■ Stored data ■
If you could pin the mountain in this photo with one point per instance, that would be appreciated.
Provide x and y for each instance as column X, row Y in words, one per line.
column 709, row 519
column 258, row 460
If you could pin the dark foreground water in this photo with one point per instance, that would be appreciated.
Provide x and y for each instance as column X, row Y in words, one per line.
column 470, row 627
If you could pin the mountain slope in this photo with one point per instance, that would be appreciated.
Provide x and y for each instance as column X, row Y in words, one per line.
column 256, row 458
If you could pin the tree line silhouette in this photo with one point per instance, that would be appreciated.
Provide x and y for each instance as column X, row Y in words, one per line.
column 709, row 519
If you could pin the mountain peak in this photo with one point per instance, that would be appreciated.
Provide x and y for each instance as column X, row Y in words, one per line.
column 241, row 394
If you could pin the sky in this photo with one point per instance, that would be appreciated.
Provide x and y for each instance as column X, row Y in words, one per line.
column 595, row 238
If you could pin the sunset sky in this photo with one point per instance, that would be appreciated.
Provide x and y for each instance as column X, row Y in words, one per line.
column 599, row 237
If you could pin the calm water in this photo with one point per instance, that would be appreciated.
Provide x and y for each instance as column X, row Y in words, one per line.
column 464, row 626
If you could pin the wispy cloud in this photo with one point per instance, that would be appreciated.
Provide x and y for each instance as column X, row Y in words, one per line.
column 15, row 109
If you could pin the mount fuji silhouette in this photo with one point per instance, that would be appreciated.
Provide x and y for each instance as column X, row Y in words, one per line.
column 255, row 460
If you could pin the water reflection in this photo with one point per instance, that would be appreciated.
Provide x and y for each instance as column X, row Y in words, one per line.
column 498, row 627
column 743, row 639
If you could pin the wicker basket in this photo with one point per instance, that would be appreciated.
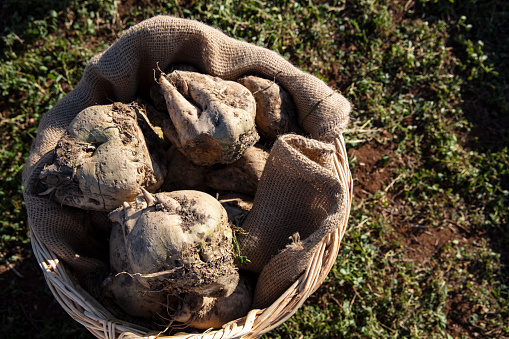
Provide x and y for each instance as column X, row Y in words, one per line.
column 100, row 322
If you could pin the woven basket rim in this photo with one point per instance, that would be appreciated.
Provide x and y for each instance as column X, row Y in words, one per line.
column 102, row 324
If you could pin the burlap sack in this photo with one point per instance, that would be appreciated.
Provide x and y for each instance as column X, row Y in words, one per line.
column 298, row 192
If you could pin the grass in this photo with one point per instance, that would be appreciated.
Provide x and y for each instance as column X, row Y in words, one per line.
column 425, row 254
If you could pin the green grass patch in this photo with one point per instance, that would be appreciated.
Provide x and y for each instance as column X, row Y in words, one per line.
column 425, row 254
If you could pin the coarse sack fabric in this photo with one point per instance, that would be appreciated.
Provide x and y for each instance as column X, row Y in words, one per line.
column 298, row 196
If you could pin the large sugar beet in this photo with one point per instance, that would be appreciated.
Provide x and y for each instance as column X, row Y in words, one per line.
column 102, row 160
column 212, row 120
column 179, row 241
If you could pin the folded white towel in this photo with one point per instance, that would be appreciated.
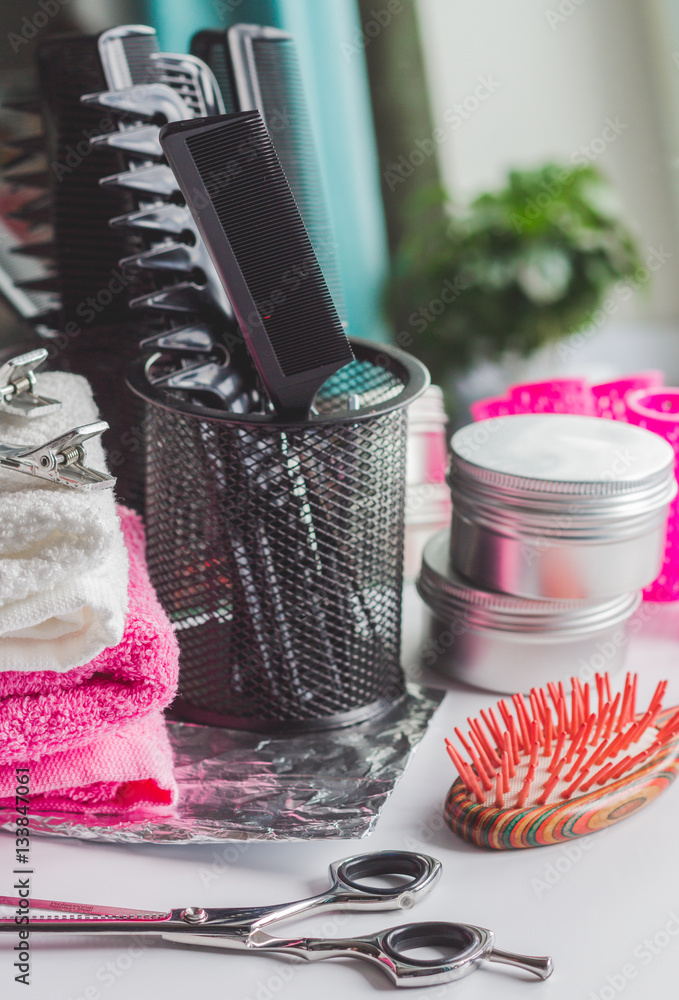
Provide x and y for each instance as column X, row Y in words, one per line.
column 63, row 564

■ Try it ■
Write out each line above that contains the word "sack".

■ Exercise result ■
If you could pin the burlap sack in this photo with one point per instance, that would be appreciated.
If you could pin the coarse sack fabric in this photo with one point per instance, that would be appreciated.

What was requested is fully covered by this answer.